Requirement A: Can you repeat the article on the 3D tumor-cell scaffold word for word, from "Previously, it was" up to and including "the whole structure."?
Requirement B: Can you carry on the article on the 3D tumor-cell scaffold from the point where it stops?

Text block:
● ● ●

On the left, the scaffold is almost entirely filled in with cells whereas on the right, they haven't filled the compartments and remain on the fibers themselves
On the left, cells leverage the fibronectin network to build colonies that span whole compartments, each half a millimeter across. The inset shows how the fibronectin bridges within and between individual compartments. On the right, balled-up fibronectin coats the structure in the conventional way, as shown in the inset. The cells are somewhat successful at building 3D colonies at the corners, but the interiors of the compartments are barren. (Credit: Stacy Jordahl/Lahann Lab)

At present, some patients have samples of their cancer cells grown in mice for drug testing and analysis, but the cancer cells don’t always grow and the process takes months, Luker says.

The 3D scaffold, an advanced petri dish, could allow doctors to get answers about the effectiveness of drugs in days or weeks. Earlier scaffolds, trying to mimic the structure and composition of the gel-like network that binds a collection of cells into a tissue have mixed records.

“Rather than trying to guess at what the tumor cells’ microenvironment ought to be, we’ve made a space where they can create their own cell niche, as they do in the body,” says Stacy Jordahl, a recent chemical engineering PhD graduate and first author on the paper in Advanced Materials.

Natural environment for cell growth

The team created a network of fibronectin, a protein that attaches cells to the connective gel. Cells in tissues stretch out the fibronectin, using it a bit like the two-by-fours of a house frame. However, fibronectin tends to coil up if it’s not held open.

While researchers have used layers of balled-up fibronectin to help cells attach to previous scaffolds, they haven’t taken full advantage of the protein.

Previously, it was painstaking to stretch out fibronectin strands—pulling on them with pipettes, for example—but the new method produces a coating of stretched-out fibronectin without the hard work.

The engineers built a grid of microscale cubicles, each half a millimeter to a side. Then they repeatedly poured a solution containing fibronectin over that surface using a tube that slowly flipped end over end. The tug of the moving liquid was enough to draw the fibronectin out into networks of fibers that interlaced across the whole structure.

● ● ●

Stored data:

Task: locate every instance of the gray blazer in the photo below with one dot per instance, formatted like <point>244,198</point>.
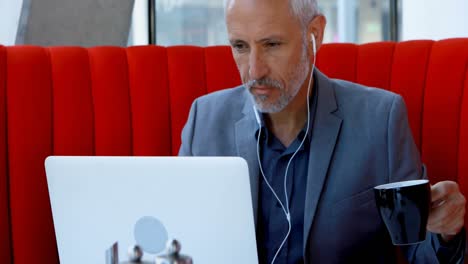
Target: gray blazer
<point>361,138</point>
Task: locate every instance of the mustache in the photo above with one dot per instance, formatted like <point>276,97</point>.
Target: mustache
<point>264,82</point>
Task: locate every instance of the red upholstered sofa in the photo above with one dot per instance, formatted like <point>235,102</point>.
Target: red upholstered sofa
<point>134,101</point>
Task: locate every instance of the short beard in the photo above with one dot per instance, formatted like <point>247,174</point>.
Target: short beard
<point>298,77</point>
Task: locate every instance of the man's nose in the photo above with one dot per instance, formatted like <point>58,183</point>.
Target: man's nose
<point>257,66</point>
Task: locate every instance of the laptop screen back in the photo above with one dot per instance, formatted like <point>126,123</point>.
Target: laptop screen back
<point>204,202</point>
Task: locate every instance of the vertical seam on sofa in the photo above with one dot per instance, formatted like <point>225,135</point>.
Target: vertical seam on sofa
<point>356,61</point>
<point>460,114</point>
<point>7,164</point>
<point>168,90</point>
<point>93,106</point>
<point>391,67</point>
<point>52,119</point>
<point>423,100</point>
<point>169,95</point>
<point>130,107</point>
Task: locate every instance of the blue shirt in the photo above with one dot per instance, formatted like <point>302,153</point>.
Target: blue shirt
<point>272,225</point>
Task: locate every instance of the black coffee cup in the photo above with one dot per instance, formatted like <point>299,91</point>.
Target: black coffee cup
<point>404,208</point>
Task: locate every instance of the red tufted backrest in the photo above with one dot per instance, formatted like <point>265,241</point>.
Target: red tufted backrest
<point>135,101</point>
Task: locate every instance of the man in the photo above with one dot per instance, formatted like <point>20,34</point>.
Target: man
<point>321,143</point>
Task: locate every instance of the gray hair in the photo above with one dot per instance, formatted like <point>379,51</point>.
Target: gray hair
<point>303,10</point>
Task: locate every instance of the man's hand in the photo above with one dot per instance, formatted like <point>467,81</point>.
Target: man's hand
<point>447,215</point>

● ● ●

Expected output A:
Previously, it was painstaking to stretch out fibronectin strands—pulling on them with pipettes, for example—but the new method produces a coating of stretched-out fibronectin without the hard work.

The engineers built a grid of microscale cubicles, each half a millimeter to a side. Then they repeatedly poured a solution containing fibronectin over that surface using a tube that slowly flipped end over end. The tug of the moving liquid was enough to draw the fibronectin out into networks of fibers that interlaced across the whole structure.

Expected output B:
“With this engineered way to draw proteins into a network of fibers, we can produce a more natural environment for growing cancer cell cultures that enable us to test drugs or understand cancer biology,” says Joerg Lahann, professor of chemical engineering and director of the Biointerfaces Institute.

Growing cancer cells in culture

Lahann’s team turned the structures over to Luker and Max Wicha, professor of oncology. They used the structures to culture cells removed from breast cancer patients by draining fluid pockets that can accumulate in the abdomen and chest as the disease progresses.

Although cancer cells represent only about 5% of the cells in these fluids, they dominated the cell population after a few days to a week on the fibronectin network. That impressed the cancer researchers.

“There have been a lot of technologies and approaches devised to try to grow cancer cells in culture that haven’t worked so well. Most cancer cells die out when cultured in artificial conditions,” Luker says. “In this system, we could pretty consistently grow out the cultures at least for short periods of time.”

In addition, the cells seemed to change as they grew on the fibronectin network, becoming more like the kind of cells scientists believe spread cancer to other parts of the body. This could offer an advantage when testing cancer drugs, as those cells are most imperative to kill.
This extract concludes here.